**Work instruction**
Return the records in full, with every character preserved.

**Extracted records**
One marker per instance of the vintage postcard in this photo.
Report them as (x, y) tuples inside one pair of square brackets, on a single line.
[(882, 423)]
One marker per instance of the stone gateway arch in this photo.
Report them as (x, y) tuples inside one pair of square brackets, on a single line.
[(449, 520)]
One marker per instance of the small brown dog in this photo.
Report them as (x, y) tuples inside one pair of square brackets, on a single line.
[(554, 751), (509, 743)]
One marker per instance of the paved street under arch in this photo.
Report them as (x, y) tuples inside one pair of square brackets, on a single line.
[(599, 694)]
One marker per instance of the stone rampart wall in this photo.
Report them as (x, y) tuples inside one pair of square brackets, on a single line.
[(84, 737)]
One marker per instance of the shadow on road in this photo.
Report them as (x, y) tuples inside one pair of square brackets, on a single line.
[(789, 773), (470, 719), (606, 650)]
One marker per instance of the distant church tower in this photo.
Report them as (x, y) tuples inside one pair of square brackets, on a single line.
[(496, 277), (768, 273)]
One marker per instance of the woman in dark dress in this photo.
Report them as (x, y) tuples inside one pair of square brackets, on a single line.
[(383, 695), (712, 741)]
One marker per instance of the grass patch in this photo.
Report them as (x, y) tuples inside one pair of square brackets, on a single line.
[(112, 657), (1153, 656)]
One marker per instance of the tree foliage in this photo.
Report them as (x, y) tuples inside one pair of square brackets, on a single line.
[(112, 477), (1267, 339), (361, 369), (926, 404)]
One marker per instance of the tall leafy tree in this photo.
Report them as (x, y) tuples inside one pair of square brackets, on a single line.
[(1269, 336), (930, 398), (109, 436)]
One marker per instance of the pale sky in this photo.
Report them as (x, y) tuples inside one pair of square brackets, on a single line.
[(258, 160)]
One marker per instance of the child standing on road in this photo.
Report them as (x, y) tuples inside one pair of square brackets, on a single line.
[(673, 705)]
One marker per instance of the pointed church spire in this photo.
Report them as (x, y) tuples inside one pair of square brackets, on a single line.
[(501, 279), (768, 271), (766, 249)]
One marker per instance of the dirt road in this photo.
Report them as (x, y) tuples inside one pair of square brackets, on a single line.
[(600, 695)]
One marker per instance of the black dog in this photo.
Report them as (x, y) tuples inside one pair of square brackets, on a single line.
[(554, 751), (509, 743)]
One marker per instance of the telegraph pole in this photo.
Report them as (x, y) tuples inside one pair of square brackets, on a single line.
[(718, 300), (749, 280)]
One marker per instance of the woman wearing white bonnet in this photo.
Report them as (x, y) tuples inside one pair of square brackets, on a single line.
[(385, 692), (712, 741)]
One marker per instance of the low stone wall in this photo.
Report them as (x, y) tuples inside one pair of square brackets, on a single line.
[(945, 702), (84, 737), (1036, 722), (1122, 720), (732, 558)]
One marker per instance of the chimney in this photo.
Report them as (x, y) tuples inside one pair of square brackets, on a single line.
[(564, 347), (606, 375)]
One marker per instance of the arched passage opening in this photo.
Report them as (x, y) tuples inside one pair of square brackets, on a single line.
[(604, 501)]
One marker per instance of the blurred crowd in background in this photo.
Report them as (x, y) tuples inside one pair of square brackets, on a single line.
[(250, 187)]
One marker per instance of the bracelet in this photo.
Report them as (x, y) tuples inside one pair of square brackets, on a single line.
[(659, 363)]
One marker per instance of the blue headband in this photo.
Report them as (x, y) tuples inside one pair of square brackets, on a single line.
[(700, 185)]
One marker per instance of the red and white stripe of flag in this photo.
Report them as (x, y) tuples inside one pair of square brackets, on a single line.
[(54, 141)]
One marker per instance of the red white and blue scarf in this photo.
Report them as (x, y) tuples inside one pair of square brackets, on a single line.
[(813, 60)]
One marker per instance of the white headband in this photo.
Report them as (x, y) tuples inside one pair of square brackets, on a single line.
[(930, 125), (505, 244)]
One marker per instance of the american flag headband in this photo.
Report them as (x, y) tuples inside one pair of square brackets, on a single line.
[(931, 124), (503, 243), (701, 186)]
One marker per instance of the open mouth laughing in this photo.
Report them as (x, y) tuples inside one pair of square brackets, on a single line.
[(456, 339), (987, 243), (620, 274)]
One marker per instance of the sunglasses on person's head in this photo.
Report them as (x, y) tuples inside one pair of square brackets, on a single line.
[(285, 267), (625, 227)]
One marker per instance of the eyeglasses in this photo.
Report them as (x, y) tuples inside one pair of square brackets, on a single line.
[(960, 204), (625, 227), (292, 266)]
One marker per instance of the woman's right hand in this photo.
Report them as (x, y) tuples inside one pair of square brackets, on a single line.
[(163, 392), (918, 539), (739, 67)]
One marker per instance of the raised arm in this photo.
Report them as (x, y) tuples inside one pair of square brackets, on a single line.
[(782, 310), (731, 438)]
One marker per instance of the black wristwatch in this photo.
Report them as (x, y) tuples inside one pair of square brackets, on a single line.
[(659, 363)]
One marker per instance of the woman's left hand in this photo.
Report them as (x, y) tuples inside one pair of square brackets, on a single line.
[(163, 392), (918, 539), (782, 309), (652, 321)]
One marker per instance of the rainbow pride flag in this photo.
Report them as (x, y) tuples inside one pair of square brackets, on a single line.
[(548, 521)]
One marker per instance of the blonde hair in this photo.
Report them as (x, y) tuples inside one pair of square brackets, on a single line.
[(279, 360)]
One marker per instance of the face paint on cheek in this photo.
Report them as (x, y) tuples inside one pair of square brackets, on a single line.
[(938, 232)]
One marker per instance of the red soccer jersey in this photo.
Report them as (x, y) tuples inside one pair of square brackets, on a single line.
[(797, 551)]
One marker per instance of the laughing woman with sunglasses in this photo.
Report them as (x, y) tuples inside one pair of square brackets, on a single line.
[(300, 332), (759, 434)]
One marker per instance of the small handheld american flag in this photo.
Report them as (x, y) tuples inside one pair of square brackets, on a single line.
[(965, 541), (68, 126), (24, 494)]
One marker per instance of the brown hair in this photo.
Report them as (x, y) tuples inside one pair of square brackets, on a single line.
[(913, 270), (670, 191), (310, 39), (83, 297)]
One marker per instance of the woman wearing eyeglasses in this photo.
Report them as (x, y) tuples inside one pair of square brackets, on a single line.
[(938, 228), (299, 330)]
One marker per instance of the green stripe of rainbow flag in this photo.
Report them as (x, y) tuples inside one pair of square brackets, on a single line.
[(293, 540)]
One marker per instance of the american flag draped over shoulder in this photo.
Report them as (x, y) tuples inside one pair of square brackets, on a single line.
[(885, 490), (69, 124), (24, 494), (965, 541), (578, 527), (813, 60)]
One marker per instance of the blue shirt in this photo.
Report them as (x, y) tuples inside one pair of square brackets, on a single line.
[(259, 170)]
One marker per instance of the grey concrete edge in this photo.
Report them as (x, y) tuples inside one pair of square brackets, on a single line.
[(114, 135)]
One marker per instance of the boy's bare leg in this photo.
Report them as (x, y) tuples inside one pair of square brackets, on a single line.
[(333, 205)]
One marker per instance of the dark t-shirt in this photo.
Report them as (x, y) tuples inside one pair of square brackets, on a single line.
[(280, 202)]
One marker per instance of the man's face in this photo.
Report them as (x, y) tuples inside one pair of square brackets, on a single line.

**Finished task**
One marker per instance of the vintage postcard in this photo.
Report them as (x, y) tuples inside one pair of square brackets, on a single line.
[(882, 423)]
One marker per instance of the stone gateway arch in this photo.
Report them as (x, y) tuples inside one pair of square brackets, on a single line.
[(449, 520)]
One marker per instance of the small brown dog in this photo.
Report them as (x, y) tuples inside one pair of square brackets, on a single line.
[(554, 751), (509, 743)]
One marker per instance of the paved street under arch in this photo.
Report them as (x, y) tuples inside one pair of square brackets, on a single line.
[(599, 694)]
One marker per instance of the stone rampart wall in this photo.
Report them as (x, y) tuples inside one pair of square brackets, on a single line.
[(84, 737)]
One marker per instance of the shadow on road in this photo.
Report them as (x, y) tuples inside one pair of square brackets, on a single line.
[(789, 773), (470, 719), (606, 650)]
One marker per instance of the distant church tower in this photo.
Report them as (x, y) tuples inside one pair of square brackets, on a single line.
[(496, 277), (768, 273)]
One marker per instance of the woman in dark dress in this photo.
Report them as (x, y) tuples inside one pair of square brackets, on a single line.
[(383, 695), (712, 741)]
One marker per instance of the grass patch in this photo.
Report them as (x, y) tuples inside one pair of square brackets, on a single line.
[(112, 657), (1153, 656)]
One marker per instance of the tree foliage in this photo.
Report them as (x, y) tuples inside one pair of square brackets, on a single line.
[(112, 477), (1267, 339), (361, 369), (926, 404)]
One marker per instance of the tall leafy tree in this photo.
Report them as (x, y) tuples inside one pair of square brackets, on a single line.
[(1269, 336), (930, 398), (109, 436)]
One marker per instance of the pale sky in this photo.
Report them as (x, y) tuples inside one pair of square brackets, on a single line.
[(258, 160)]
One marker per instance of the child standing on road in this photo.
Report them as (x, y) tuples inside one pair of square brackets, on a single line.
[(673, 705)]
One marker per instance of the pointed church spire in this photo.
Report them as (x, y) tuples inside one pair of square brackets, on a single line.
[(501, 279), (768, 271), (766, 249)]
One marker per instance of the dirt road in this photo.
Report them as (x, y) tuples inside one pair of square brackets, on a single line.
[(600, 695)]
One marker per instance of the black dog in this photo.
Report them as (x, y) tuples inside one pair of square brackets, on a single line.
[(554, 751), (509, 743)]
One marker per instance of the telegraph pole in this photo.
Report them as (x, y) tuples inside one pair of square brackets, on a single line.
[(718, 300), (749, 280)]
One marker per instance of the woman wearing white bonnet in this photo.
Report them as (x, y) tuples inside one pair of square brackets, on a single line.
[(385, 692), (712, 741)]
One marker per instance of the low stone wall in this photo.
Report them as (x, y) tuples inside one pair of square brackets, on a single line.
[(945, 702), (84, 737), (1036, 722), (1122, 720), (732, 558)]
One marker per instance of the chimney in this photo.
Report them as (x, y) tuples inside one pair of square brackets, on a single line.
[(564, 347), (606, 375)]
One marker per instance of the arched passage opening in this photo.
Report them as (x, y) tuples inside one pair of square brackets, on a single line.
[(604, 501)]
One marker per instance of the blurred crowd in background in this photo.
Report them as (x, y) tuples inside one pair of square brackets, on a single line.
[(250, 187)]
One marker per instance of the bracelet in this photo.
Report them as (x, y) tuples inside one pair of square brackets, on a single line.
[(659, 363)]
One marker per instance of the blue headband in this photo.
Report them as (x, y) tuples inside one pair of square brackets, on a single line.
[(700, 185)]
One marker per instance of the red and white stripe of flag in this photo.
Report them as (x, y) tuples inside one pair of square brackets, on a single line.
[(54, 141)]
One marker per instance of the red white and blue scarf in this photo.
Report them as (x, y) tuples inside one pair of square brackets, on a single line.
[(813, 60)]
One marker per instance of the white headband in this photo.
Report them as (x, y) tuples inside one pair of square brackets, on a single line.
[(930, 125), (505, 244)]
One marker per instance of the american flag headband in this photo.
Report them as (x, y) tuples inside one pair of square brackets, on a single line.
[(931, 124), (503, 243), (701, 186)]
One marker per instance of the open mouth laughing in this photo.
Report them as (x, y) tuples inside one pair of square brackets, on a single line.
[(456, 339), (987, 243), (620, 274)]
One marker per instance of the sunglasses on person's head in this photo.
Report them as (x, y) tuples inside one pair of square brackets, on a single line.
[(285, 267), (625, 227)]
One marker per instance of the eyeglasses in this photo.
Report them as (x, y) tuples inside one pair of square brackets, on a single line.
[(960, 204), (625, 227), (292, 266)]
One marker per instance of the woman's right hand in this photo.
Report them as (x, y) tuples inside one pair of square brackets, on a single line.
[(163, 392), (918, 539), (739, 67)]
One marker per instance of the raised arm in this photo.
Report them as (x, y) tuples inside one pair of square brackets, on a single line.
[(782, 310), (731, 438)]
One marker per instance of the black wristwatch in this photo.
Report them as (x, y) tuples inside one pair of square brackets, on a single line.
[(659, 363)]
One marker per instance of the woman's left hand in this photo.
Report them as (x, y) tuples inside one pair of square brackets, on a single line.
[(163, 392), (918, 539), (782, 309), (652, 321)]
One marker per instance of the rainbow pride flag in this photo.
Report them as (x, y) tuples inside one pair of square brackets, on a single line.
[(548, 521)]
One marker per instance of the blonde hair in this photo.
Report them as (x, y) tuples inside one pair of square brackets, on a single line.
[(279, 360)]
One marker per instance of the face paint on cheek in this photo.
Report them as (x, y) tuples inside one pair of square brackets, on a single line.
[(938, 232)]
One marker per instance of the red soccer jersey in this photo.
Report them as (x, y) tuples inside one pair of square brackets, on a single line.
[(797, 551)]
One marker per instance of the laughing woman with sunglasses in this photo.
Report them as (x, y) tuples inside one pair of square brackets, on a single line.
[(300, 332), (759, 434)]
One marker per instance of the small handheld american flag in this photo.
Report them as (x, y) tuples inside one pair of square brackets, on a single line.
[(965, 541), (68, 126), (24, 494)]
One marker per instance of the brown hair in this photo.
Report them as (x, y) tuples inside one pair of square brackets, on a single line.
[(913, 270), (670, 191), (310, 39), (83, 297)]
One marker per instance of the woman wearing eyeglasses in this photo.
Report them as (x, y) tuples inside one pair of square brackets, on a single line.
[(938, 228), (299, 330)]
One marker per instance of the green stripe of rainbow flag in this photo.
Report them as (x, y) tuples inside one pair of square brackets, on a single line.
[(293, 540)]
One marker per instance of the american flag draped over shoulder in this photo.
Report them as (x, y) tuples inside one pair of square brackets, on a single line.
[(885, 490), (69, 124), (24, 494), (965, 541), (578, 527), (813, 60)]
One marker per instance of the blue shirt in this photo.
Report them as (x, y) tuples inside one pair of square brackets, on a single line.
[(259, 170)]
One marker per instance of the grey concrete edge in this photo.
Report them as (x, y) tuples inside one pair of square brackets, on a single line.
[(114, 135)]
One marker per instance of the boy's bare leg in this photo.
Report them as (x, y) tuples inside one pair of square brackets, on a single line.
[(333, 205)]
One marker per instance of the dark t-shirt in this photo.
Report them as (x, y) tuples inside one pair of square brackets, on a single line.
[(280, 202)]
One marker per instance of the man's face in this photo.
Report them as (x, y) tuples inside one pair of square brackets, on a single line.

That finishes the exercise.